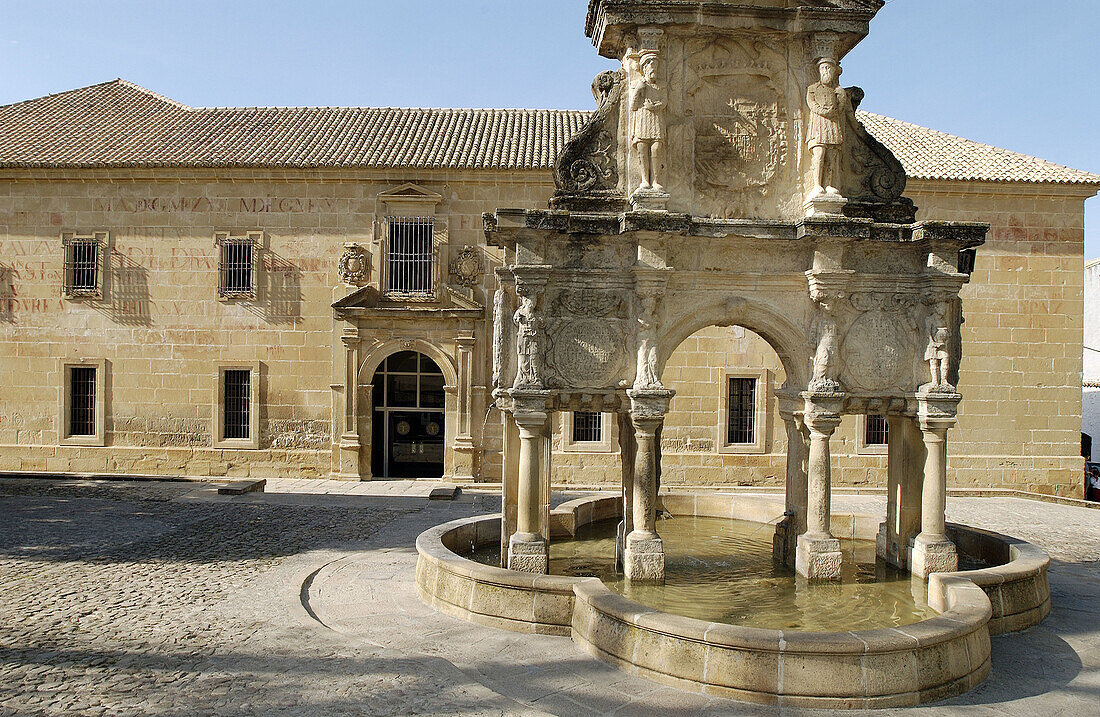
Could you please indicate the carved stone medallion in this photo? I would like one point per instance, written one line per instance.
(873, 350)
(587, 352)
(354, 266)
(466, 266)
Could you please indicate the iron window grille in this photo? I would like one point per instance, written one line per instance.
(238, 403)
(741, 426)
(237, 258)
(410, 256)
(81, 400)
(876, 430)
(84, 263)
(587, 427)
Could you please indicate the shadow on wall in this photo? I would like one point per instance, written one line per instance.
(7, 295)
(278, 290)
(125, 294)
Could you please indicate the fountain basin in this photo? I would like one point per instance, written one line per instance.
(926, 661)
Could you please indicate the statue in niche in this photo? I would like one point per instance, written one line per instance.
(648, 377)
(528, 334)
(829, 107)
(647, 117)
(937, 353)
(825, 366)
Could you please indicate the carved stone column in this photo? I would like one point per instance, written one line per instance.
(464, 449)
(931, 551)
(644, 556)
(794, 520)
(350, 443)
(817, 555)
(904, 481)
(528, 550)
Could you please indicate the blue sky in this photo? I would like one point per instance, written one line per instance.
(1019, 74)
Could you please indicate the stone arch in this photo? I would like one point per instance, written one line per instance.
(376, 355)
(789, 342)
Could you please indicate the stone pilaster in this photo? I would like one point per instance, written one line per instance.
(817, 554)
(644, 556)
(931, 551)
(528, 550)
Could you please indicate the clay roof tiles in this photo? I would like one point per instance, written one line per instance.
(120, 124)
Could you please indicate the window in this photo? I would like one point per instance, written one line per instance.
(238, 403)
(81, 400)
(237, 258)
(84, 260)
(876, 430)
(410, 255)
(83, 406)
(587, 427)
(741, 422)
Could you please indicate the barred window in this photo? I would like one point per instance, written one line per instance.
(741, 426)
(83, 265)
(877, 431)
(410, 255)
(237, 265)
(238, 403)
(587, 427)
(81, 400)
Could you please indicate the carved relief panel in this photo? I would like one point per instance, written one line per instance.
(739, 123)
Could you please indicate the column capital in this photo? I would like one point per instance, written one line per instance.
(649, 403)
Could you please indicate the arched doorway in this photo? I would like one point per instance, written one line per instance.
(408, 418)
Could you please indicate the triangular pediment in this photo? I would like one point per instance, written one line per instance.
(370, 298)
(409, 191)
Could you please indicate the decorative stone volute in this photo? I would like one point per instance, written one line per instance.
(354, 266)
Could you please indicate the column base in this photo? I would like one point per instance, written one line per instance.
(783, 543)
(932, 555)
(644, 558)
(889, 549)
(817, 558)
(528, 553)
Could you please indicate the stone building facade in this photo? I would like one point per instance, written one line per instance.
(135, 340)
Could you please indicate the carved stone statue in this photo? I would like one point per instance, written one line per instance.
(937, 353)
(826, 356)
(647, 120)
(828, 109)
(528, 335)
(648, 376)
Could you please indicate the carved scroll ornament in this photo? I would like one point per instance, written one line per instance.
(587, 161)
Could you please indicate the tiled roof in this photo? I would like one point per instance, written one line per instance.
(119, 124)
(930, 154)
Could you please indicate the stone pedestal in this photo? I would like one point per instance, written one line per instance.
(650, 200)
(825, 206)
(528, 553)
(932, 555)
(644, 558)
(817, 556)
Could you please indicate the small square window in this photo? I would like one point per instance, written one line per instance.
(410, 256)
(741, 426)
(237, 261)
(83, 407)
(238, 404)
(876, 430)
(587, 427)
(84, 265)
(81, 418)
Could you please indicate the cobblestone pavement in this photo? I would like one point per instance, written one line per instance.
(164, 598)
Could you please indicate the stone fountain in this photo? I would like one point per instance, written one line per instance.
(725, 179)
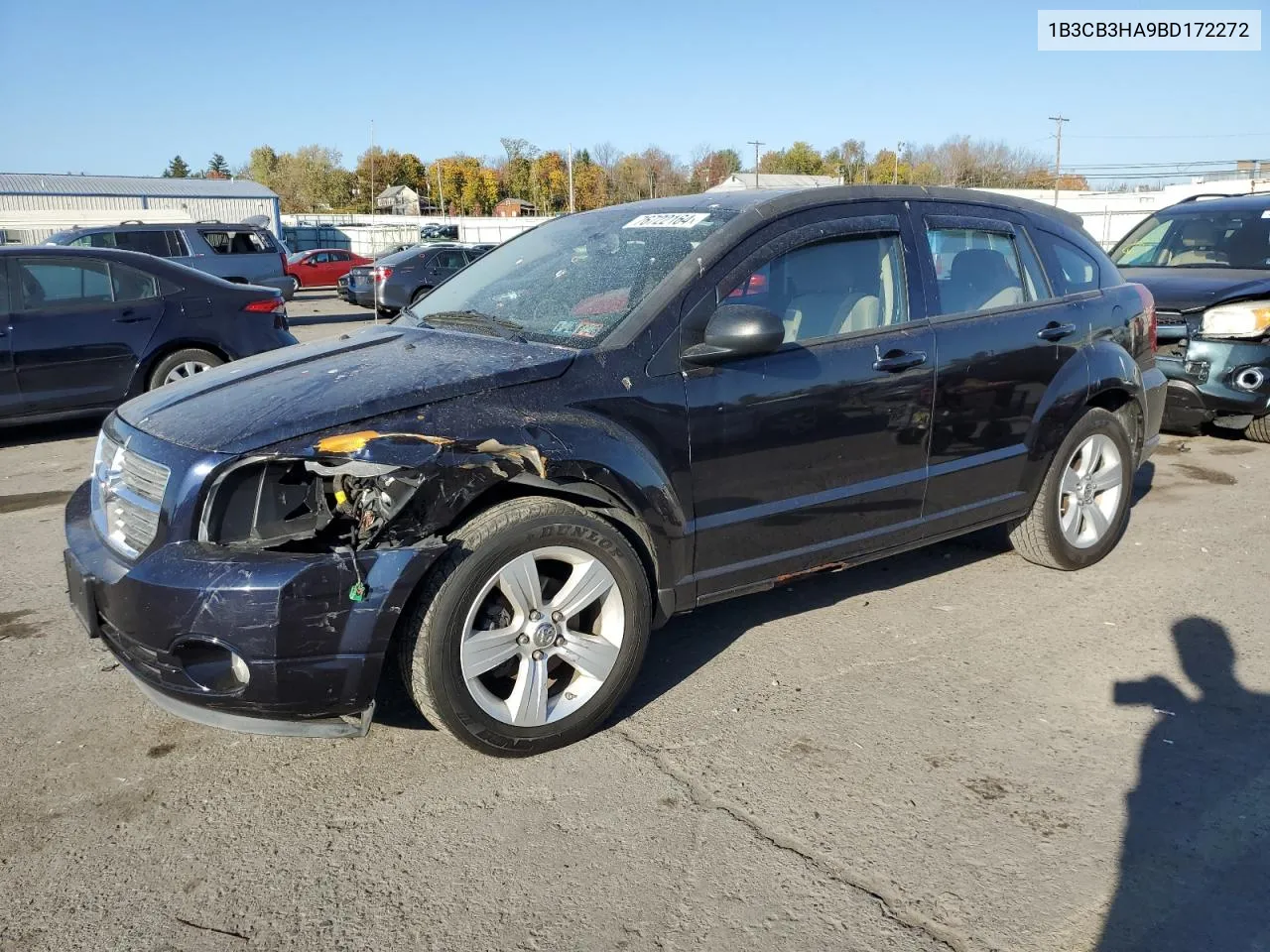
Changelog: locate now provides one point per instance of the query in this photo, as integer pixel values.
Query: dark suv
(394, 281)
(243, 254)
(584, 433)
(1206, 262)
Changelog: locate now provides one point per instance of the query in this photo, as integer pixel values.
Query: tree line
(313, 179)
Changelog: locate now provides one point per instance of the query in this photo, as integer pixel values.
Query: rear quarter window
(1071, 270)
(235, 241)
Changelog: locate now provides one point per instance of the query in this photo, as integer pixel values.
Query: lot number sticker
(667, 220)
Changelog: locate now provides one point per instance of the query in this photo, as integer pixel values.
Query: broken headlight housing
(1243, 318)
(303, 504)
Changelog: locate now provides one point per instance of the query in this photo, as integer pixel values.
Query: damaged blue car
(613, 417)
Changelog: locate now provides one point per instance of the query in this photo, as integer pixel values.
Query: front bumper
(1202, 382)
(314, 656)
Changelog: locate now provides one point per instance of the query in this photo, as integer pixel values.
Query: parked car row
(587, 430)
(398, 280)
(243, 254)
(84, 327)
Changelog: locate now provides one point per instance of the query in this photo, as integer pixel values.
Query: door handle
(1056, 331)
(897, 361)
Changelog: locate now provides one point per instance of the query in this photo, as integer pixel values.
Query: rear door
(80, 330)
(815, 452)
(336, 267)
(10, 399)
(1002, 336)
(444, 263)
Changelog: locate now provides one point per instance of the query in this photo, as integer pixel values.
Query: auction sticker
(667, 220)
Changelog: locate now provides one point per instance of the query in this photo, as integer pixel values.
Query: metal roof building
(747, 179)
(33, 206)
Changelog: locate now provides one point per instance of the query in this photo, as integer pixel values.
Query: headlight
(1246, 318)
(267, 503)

## Exercise requirements:
Pull out each line of the records above that contains the word "roof". Case counts.

## Correct output:
Could you please indicate the clay roof tiles in this photo? I would like one point per instance, written one line per instance.
Could you please indicate the tiled roof in this photo? I would like one point per instance, written one line per instance.
Query: metal roof building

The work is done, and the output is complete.